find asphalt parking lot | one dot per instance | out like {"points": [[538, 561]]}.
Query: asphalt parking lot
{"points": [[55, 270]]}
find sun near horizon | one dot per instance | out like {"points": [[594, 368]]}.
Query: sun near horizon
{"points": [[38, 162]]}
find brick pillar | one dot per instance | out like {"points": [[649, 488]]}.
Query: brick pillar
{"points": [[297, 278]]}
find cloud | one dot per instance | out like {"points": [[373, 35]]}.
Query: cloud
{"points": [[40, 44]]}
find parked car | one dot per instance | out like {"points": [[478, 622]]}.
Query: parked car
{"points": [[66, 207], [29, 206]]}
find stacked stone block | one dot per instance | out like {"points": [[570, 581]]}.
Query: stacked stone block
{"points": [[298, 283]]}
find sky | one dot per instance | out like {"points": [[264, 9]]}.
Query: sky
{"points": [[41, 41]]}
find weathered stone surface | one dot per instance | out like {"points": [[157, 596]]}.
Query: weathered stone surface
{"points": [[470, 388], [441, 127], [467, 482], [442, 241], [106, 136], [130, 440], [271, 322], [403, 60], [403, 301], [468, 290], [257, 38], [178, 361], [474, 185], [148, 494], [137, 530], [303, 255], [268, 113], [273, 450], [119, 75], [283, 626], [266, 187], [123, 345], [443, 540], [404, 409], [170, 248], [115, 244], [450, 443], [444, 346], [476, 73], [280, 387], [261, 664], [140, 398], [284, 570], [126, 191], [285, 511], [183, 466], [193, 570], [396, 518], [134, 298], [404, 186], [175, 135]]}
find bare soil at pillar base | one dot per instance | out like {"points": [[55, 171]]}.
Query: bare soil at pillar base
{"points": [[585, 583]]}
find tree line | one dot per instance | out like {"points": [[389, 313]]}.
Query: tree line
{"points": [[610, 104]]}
++++++
• **WHAT IS BEING ASKED**
Update the part that opens with the line containing "find weathered stone" and closes with the line containing "Query: weathered stone surface" by changing "weathered" to "eroded" and leaving everything else unchanged. Return only those lines.

• **SOLUTION TO THE PROBLEM**
find eroded stone surface | one dot per instance | out like {"points": [[157, 596]]}.
Query: eroded stone surface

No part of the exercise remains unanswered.